## Kutipan Teks
%%
Narasumber dari kegiatan webinar nasional ada 3 yaitu Dr. H. M. Sugeng Sholehuddin, M.Ag (Dekan FTIK IAIN Pekalongan), Dr. Maemonah, M.Ag (Dosen FITK UIN Sunan Kalijaga Yogyakarta), dan KH. Agus Humaedy, M.Ag (Ketua MUI Kabupaten Pemalang). Acara webinar dilaksanakan dengan media google meet dan live streaming google.
Narasumber pertama menyajikan tentang tantangan yang dialami oleh perguruan tinggi dan sekolah selama masa covid-19. Guru atau Dosen PAI harus mampu melakukan pembelajaran secara non tatap muka atau daring. Belajar dari Rumah (BDR) memiliki sebuah tantangan bagi guru agar hard skill dan soft skill bisa tersampaikan kepada peserta didik. Tidak hanya transfer of knowledge tetapi juga transfer of value menjadi sebuah tuntutan pembelajaran daring. Selain itu beliau juga menawarkan sebuah metode baru di era new normal yaitu blanded learning sebuah kombinasi dari pertemuan ruang kelas tradisional (traditional learning) dan ruang kelas digital (e-learning). Aplikasi metode Blended Learning/BL disebut sebagai transformasi pedagogi pendidikan yang menggabungkan fungsi digital untuk learning and development. Model ini membagi sistem pengajaran selama satu semester menjadi 3 fase utama, yaitu: Fase 1 (70%rencana belajar mengajar ditujukan untuk proyek pengembangan keahlian yaitu kolaborasi, komunikasi, kreativitas, dan berpikir kritis), Fase 2 (20% pertemuan dengan dosen/mentor untuk tujuan bimbingan), dan Fase 3 (10%pertemuan tradisional di dalam kelas untuk menjelaskan teori/konsep utama).
%%
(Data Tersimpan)
%%
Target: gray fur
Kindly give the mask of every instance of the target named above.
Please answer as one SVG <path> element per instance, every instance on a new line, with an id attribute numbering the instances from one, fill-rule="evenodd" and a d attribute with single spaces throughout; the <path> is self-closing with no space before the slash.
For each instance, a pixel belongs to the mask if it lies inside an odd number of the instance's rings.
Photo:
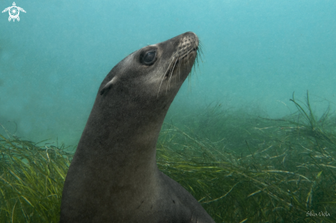
<path id="1" fill-rule="evenodd" d="M 185 33 L 135 51 L 107 75 L 65 179 L 60 222 L 214 222 L 155 159 L 164 117 L 198 45 L 196 34 Z M 142 64 L 150 50 L 155 62 Z"/>

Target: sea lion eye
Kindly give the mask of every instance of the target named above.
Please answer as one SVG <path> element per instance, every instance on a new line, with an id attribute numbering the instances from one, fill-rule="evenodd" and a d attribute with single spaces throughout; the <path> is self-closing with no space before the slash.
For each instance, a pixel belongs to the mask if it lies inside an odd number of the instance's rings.
<path id="1" fill-rule="evenodd" d="M 152 65 L 156 60 L 156 52 L 150 51 L 146 54 L 146 55 L 142 58 L 142 63 L 145 64 L 147 66 Z"/>

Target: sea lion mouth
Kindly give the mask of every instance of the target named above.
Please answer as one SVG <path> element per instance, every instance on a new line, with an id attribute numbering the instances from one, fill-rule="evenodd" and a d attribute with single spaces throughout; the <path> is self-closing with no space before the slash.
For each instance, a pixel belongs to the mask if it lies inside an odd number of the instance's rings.
<path id="1" fill-rule="evenodd" d="M 165 86 L 166 93 L 167 93 L 173 77 L 175 81 L 172 86 L 181 86 L 181 82 L 183 82 L 188 77 L 192 67 L 194 67 L 195 64 L 198 64 L 198 57 L 201 56 L 202 54 L 201 43 L 198 36 L 193 32 L 187 32 L 182 36 L 179 36 L 172 38 L 170 41 L 175 47 L 175 51 L 166 60 L 166 67 L 165 67 L 166 68 L 161 75 L 157 97 L 159 97 L 163 84 Z"/>
<path id="2" fill-rule="evenodd" d="M 191 56 L 194 55 L 195 58 L 197 56 L 197 51 L 199 50 L 199 47 L 195 46 L 191 50 L 189 50 L 188 52 L 184 53 L 183 54 L 179 56 L 177 58 L 175 58 L 172 60 L 172 62 L 170 62 L 170 65 L 169 66 L 168 69 L 166 72 L 165 78 L 168 78 L 173 75 L 173 69 L 175 67 L 179 69 L 179 66 L 182 62 L 188 63 L 189 62 L 189 59 Z M 177 73 L 177 72 L 175 72 Z"/>

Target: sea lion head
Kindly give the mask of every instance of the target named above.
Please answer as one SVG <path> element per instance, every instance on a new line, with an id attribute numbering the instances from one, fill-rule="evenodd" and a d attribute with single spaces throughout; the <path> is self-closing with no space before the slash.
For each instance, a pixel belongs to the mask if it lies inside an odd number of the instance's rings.
<path id="1" fill-rule="evenodd" d="M 199 38 L 190 32 L 144 47 L 113 67 L 98 97 L 169 106 L 190 73 L 198 51 Z"/>

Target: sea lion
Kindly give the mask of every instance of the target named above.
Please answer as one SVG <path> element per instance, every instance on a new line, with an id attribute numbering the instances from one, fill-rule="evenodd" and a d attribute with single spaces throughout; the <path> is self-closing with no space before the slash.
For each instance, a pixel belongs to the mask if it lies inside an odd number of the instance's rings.
<path id="1" fill-rule="evenodd" d="M 60 222 L 214 222 L 155 159 L 164 117 L 198 50 L 197 36 L 186 32 L 109 73 L 67 172 Z"/>

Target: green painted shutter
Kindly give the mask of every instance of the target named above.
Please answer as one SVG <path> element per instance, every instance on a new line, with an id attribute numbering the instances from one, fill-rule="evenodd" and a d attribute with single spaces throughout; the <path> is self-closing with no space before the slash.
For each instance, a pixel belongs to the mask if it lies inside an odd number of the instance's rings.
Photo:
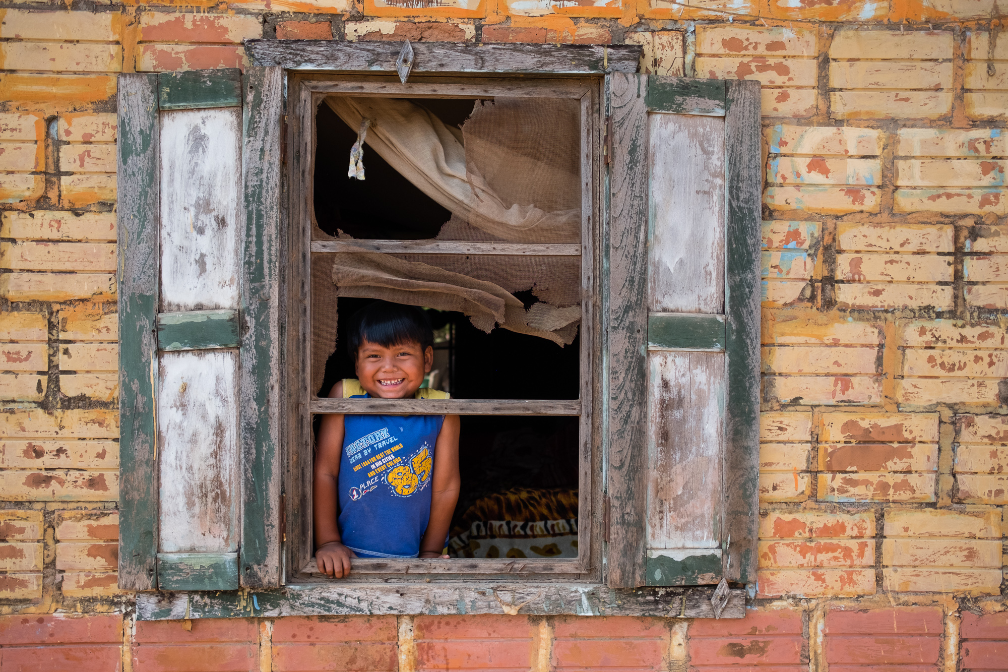
<path id="1" fill-rule="evenodd" d="M 609 89 L 607 579 L 754 581 L 759 86 Z"/>
<path id="2" fill-rule="evenodd" d="M 280 77 L 119 79 L 124 588 L 279 583 Z"/>

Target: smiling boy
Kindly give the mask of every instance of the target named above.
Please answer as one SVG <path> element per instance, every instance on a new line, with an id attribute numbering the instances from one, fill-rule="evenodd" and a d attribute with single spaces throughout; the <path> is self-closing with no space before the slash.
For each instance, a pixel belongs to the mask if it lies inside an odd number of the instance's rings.
<path id="1" fill-rule="evenodd" d="M 330 397 L 448 398 L 420 387 L 433 363 L 420 309 L 375 302 L 350 319 L 347 341 L 357 379 Z M 448 557 L 460 484 L 459 416 L 325 416 L 314 460 L 319 570 L 342 578 L 353 557 Z"/>

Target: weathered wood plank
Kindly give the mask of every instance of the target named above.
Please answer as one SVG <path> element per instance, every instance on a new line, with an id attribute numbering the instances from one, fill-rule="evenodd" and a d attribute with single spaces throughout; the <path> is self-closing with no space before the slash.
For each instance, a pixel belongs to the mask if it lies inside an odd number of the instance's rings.
<path id="1" fill-rule="evenodd" d="M 237 590 L 237 553 L 158 553 L 160 590 Z"/>
<path id="2" fill-rule="evenodd" d="M 242 262 L 242 339 L 239 432 L 244 513 L 242 585 L 280 584 L 279 436 L 283 418 L 280 339 L 280 114 L 283 72 L 249 68 L 244 80 L 245 248 Z"/>
<path id="3" fill-rule="evenodd" d="M 137 619 L 285 615 L 474 614 L 637 615 L 713 619 L 712 588 L 613 589 L 598 583 L 357 583 L 239 592 L 154 592 L 136 596 Z M 527 600 L 527 601 L 526 601 Z M 742 619 L 745 590 L 732 590 L 722 619 Z"/>
<path id="4" fill-rule="evenodd" d="M 160 108 L 241 107 L 241 75 L 237 68 L 161 73 L 157 76 Z"/>
<path id="5" fill-rule="evenodd" d="M 157 76 L 119 76 L 119 587 L 157 585 Z"/>
<path id="6" fill-rule="evenodd" d="M 526 245 L 469 240 L 313 240 L 311 242 L 312 252 L 349 252 L 361 249 L 388 254 L 581 255 L 581 245 L 577 243 Z"/>
<path id="7" fill-rule="evenodd" d="M 161 311 L 238 308 L 241 110 L 161 114 Z"/>
<path id="8" fill-rule="evenodd" d="M 725 120 L 650 114 L 648 308 L 724 313 Z"/>
<path id="9" fill-rule="evenodd" d="M 760 89 L 728 83 L 728 423 L 725 453 L 725 577 L 756 580 L 759 523 Z"/>
<path id="10" fill-rule="evenodd" d="M 604 346 L 609 413 L 607 583 L 633 587 L 644 585 L 647 80 L 623 73 L 610 79 L 613 153 L 604 238 L 609 273 L 603 287 L 608 306 L 604 329 L 609 334 Z"/>
<path id="11" fill-rule="evenodd" d="M 651 75 L 647 83 L 647 109 L 723 117 L 725 82 Z"/>
<path id="12" fill-rule="evenodd" d="M 311 400 L 311 413 L 389 416 L 580 416 L 579 400 L 329 399 Z"/>
<path id="13" fill-rule="evenodd" d="M 402 42 L 250 39 L 245 50 L 256 66 L 286 70 L 395 73 Z M 633 73 L 636 44 L 413 43 L 412 75 L 424 73 Z"/>
<path id="14" fill-rule="evenodd" d="M 162 553 L 238 550 L 238 356 L 162 352 L 158 373 Z"/>
<path id="15" fill-rule="evenodd" d="M 649 349 L 724 350 L 725 316 L 705 313 L 651 313 Z"/>
<path id="16" fill-rule="evenodd" d="M 648 585 L 714 585 L 720 580 L 720 548 L 647 552 Z"/>
<path id="17" fill-rule="evenodd" d="M 233 348 L 238 345 L 238 311 L 185 311 L 157 315 L 161 350 Z"/>
<path id="18" fill-rule="evenodd" d="M 647 354 L 647 548 L 721 544 L 725 355 Z"/>

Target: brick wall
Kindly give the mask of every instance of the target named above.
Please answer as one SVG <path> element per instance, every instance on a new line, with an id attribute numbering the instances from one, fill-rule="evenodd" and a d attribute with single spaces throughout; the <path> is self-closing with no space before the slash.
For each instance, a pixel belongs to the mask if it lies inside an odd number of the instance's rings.
<path id="1" fill-rule="evenodd" d="M 0 668 L 1003 669 L 1008 38 L 994 0 L 0 9 Z M 247 38 L 638 43 L 763 86 L 758 594 L 741 622 L 137 623 L 116 588 L 115 75 Z"/>

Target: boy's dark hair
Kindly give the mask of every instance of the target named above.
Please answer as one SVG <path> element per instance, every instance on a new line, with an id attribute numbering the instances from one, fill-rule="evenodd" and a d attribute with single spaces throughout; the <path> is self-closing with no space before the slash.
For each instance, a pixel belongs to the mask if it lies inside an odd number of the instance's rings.
<path id="1" fill-rule="evenodd" d="M 434 344 L 434 333 L 426 313 L 416 306 L 403 306 L 387 301 L 376 301 L 354 313 L 347 328 L 347 353 L 357 358 L 357 351 L 364 341 L 386 348 L 408 341 L 420 344 L 426 351 Z"/>

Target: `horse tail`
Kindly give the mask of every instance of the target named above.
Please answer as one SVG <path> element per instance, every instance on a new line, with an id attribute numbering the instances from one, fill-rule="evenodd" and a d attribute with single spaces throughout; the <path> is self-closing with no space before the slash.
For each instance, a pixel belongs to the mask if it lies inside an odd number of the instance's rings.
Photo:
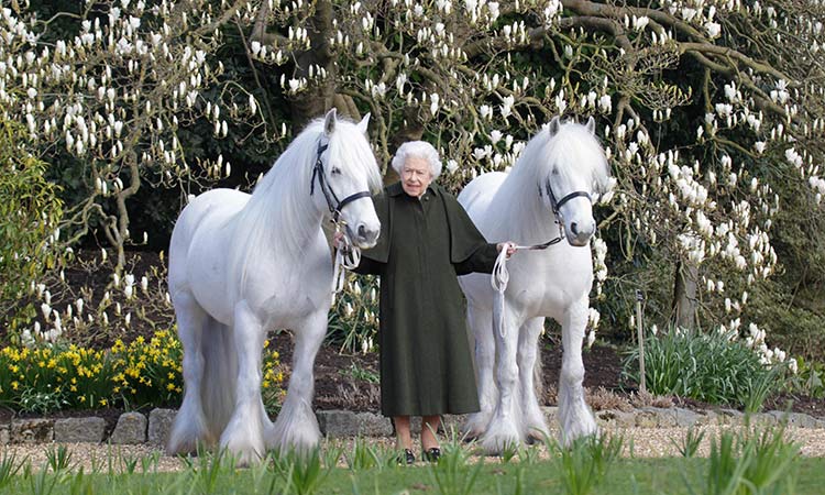
<path id="1" fill-rule="evenodd" d="M 235 404 L 238 353 L 232 328 L 209 318 L 200 340 L 204 356 L 204 380 L 200 397 L 204 417 L 211 438 L 220 438 L 229 424 Z"/>

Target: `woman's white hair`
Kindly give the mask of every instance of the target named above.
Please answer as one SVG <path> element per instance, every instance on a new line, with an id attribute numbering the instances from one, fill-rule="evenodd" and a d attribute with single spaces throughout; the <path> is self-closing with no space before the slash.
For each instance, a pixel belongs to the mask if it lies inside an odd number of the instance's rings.
<path id="1" fill-rule="evenodd" d="M 432 147 L 432 144 L 426 141 L 408 141 L 398 146 L 398 151 L 393 156 L 393 168 L 398 175 L 402 175 L 402 167 L 404 167 L 404 163 L 410 156 L 424 158 L 430 164 L 432 180 L 436 180 L 441 175 L 441 160 L 438 156 L 438 152 Z"/>

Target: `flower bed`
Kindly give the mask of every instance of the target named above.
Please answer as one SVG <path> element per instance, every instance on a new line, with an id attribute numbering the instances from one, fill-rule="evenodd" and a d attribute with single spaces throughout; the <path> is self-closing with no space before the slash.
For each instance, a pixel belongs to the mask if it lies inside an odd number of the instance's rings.
<path id="1" fill-rule="evenodd" d="M 267 342 L 268 343 L 268 342 Z M 267 405 L 280 396 L 278 353 L 264 353 Z M 183 350 L 173 331 L 106 350 L 55 343 L 0 350 L 0 404 L 20 411 L 167 407 L 180 403 Z"/>

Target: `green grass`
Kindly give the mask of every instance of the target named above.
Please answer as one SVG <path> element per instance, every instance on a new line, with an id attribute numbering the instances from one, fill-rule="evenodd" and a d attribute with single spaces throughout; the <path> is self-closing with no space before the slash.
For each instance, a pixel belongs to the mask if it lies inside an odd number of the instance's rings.
<path id="1" fill-rule="evenodd" d="M 692 454 L 700 440 L 690 431 L 680 450 Z M 140 460 L 117 453 L 86 472 L 73 468 L 65 448 L 51 448 L 41 465 L 3 455 L 0 493 L 793 495 L 821 493 L 825 484 L 825 459 L 801 458 L 782 427 L 722 431 L 710 439 L 707 459 L 622 458 L 623 446 L 622 437 L 584 438 L 568 448 L 548 439 L 543 460 L 535 447 L 504 459 L 473 457 L 472 447 L 453 438 L 443 443 L 438 463 L 406 466 L 386 448 L 360 439 L 350 452 L 330 446 L 304 454 L 271 453 L 250 469 L 237 469 L 231 457 L 201 452 L 176 473 L 156 473 L 156 455 Z"/>
<path id="2" fill-rule="evenodd" d="M 795 493 L 822 493 L 825 486 L 825 459 L 796 459 L 798 473 Z M 615 461 L 607 477 L 587 492 L 592 494 L 689 494 L 685 480 L 704 486 L 710 461 L 707 459 L 620 459 Z M 206 468 L 204 470 L 204 468 Z M 0 488 L 9 494 L 253 494 L 253 493 L 298 493 L 295 485 L 286 488 L 283 473 L 272 469 L 233 470 L 229 465 L 219 469 L 217 475 L 210 472 L 211 465 L 197 466 L 179 473 L 158 474 L 89 474 L 58 472 L 53 474 L 40 470 L 32 471 L 29 477 L 18 474 L 11 483 Z M 475 466 L 470 466 L 474 471 Z M 352 471 L 333 469 L 317 486 L 318 494 L 410 494 L 442 493 L 430 475 L 433 468 L 428 465 L 399 466 L 392 469 L 370 469 Z M 520 486 L 517 486 L 520 484 Z M 558 461 L 547 460 L 536 463 L 501 463 L 486 460 L 479 470 L 472 487 L 473 495 L 483 494 L 563 494 L 564 482 L 558 469 Z M 698 493 L 704 493 L 700 491 Z M 772 493 L 772 492 L 771 492 Z M 793 493 L 783 488 L 776 493 Z"/>

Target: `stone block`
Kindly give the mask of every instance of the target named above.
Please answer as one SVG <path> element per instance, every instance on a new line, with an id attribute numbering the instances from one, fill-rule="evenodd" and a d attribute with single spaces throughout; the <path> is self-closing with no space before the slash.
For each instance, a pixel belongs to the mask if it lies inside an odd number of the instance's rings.
<path id="1" fill-rule="evenodd" d="M 175 420 L 175 409 L 152 409 L 148 414 L 148 442 L 155 446 L 166 446 Z"/>
<path id="2" fill-rule="evenodd" d="M 659 414 L 654 407 L 647 407 L 636 411 L 635 422 L 637 428 L 657 428 L 659 426 Z"/>
<path id="3" fill-rule="evenodd" d="M 595 414 L 596 424 L 602 428 L 632 428 L 636 426 L 636 416 L 618 409 L 605 409 Z"/>
<path id="4" fill-rule="evenodd" d="M 719 409 L 716 420 L 719 425 L 739 426 L 745 419 L 745 414 L 736 409 Z"/>
<path id="5" fill-rule="evenodd" d="M 389 424 L 389 419 L 374 413 L 352 413 L 333 409 L 319 410 L 316 413 L 316 416 L 318 417 L 318 427 L 321 429 L 321 435 L 330 438 L 359 436 L 387 437 L 393 435 L 393 427 Z"/>
<path id="6" fill-rule="evenodd" d="M 682 407 L 674 407 L 672 409 L 673 414 L 673 420 L 675 421 L 674 426 L 681 427 L 681 428 L 691 428 L 694 426 L 700 426 L 707 421 L 707 415 L 703 413 L 696 413 L 691 409 L 684 409 Z"/>
<path id="7" fill-rule="evenodd" d="M 676 413 L 672 407 L 644 407 L 642 410 L 649 411 L 656 417 L 657 428 L 675 428 Z"/>
<path id="8" fill-rule="evenodd" d="M 818 421 L 813 416 L 802 413 L 784 413 L 781 410 L 768 411 L 765 416 L 776 418 L 777 422 L 788 422 L 788 426 L 796 428 L 817 428 Z"/>
<path id="9" fill-rule="evenodd" d="M 140 413 L 123 413 L 118 418 L 109 441 L 112 443 L 145 443 L 146 441 L 146 417 Z"/>
<path id="10" fill-rule="evenodd" d="M 56 442 L 92 442 L 103 441 L 106 419 L 103 418 L 66 418 L 54 422 Z"/>
<path id="11" fill-rule="evenodd" d="M 9 440 L 12 443 L 44 443 L 54 439 L 54 419 L 12 419 Z"/>

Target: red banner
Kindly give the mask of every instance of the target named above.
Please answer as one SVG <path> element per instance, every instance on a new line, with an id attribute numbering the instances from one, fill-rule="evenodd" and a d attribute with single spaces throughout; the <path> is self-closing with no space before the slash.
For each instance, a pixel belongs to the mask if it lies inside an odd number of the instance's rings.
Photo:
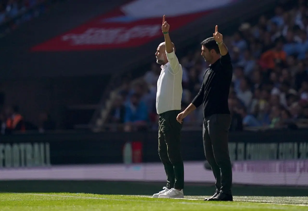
%%
## Tugas
A. Tuliskan kembali bagian teks tentang webinar nasional mulai dari "Narasumber dari kegiatan" sampai dengan "live streaming google.".
B. Lanjutkan teks tentang webinar nasional setelah kalimat terakhir yang ditampilkan.

## Daftar Jawaban
A.
Narasumber dari kegiatan webinar nasional ada 3 yaitu Dr. H. M. Sugeng Sholehuddin, M.Ag (Dekan FTIK IAIN Pekalongan), Dr. Maemonah, M.Ag (Dosen FITK UIN Sunan Kalijaga Yogyakarta), dan KH. Agus Humaedy, M.Ag (Ketua MUI Kabupaten Pemalang). Acara webinar dilaksanakan dengan media google meet dan live streaming google.

B.
Narasumber kedua menyajikan tentang pendidikan agama yang selama ini dilaksanakan dengan metode kolektivitas seperti sholat berjama’ah, shalat jumat, doa bersama (tahlil, khatm al-quran dsb) telah berubah menjadi individualitas dan keberjarakan. Dengan adanya pandemic covid-19 maka lahirlah sebuah proses konstruksi baru dalam pembelajaran dan keberagamaan di masyarakat. Hal yang menjadi masalah adalah siapkah pendidikan Agama menuju Konstruksi Pendidikan Baru?. Pendidikan agama tidak semata pendidikan tetapi juga agama. Dua hal yang bisa jadi berjalan dalam proses konstruksi dan terdampak covid-19 tetapi arah dan responnya bisa jadi berbeda-beda. Kemudian pendidikan agama sesungguhnya memiliki modal besar dalam proses rekayasa sosial menuju konstruksi sosial baru karena di sana ada tokoh agama sekaligus tokoh pendidikan yang mampu menggerakan masyarakatnya. pendidikan agama pada saat yang sama juga memiliki kendala besar karena agama yang jatuh pada orthodoksi atau kepercayaan mutlak kadang justru menjadi penghalang terjadinya proses konstruksi baru masyarakat.
Narasumber ketiga menyajikan tentang fenomena islam rahmatan lil ‘alamin, moderat, lengkap, integral, dan islam itu mudah tidak sulit. Itulah karakteristik agama islam. Pendidikan agama islam pada saat pandemic membutuhkan peraran yang sangat besar dari orang tua dan juga dari masyarakat. Dengan terbatasnya interaksi anatara guru dan murid, maka harus ada pihak ketiga yang membantu menyukseskan pendidikan agama islam yaitu peranan keluarga.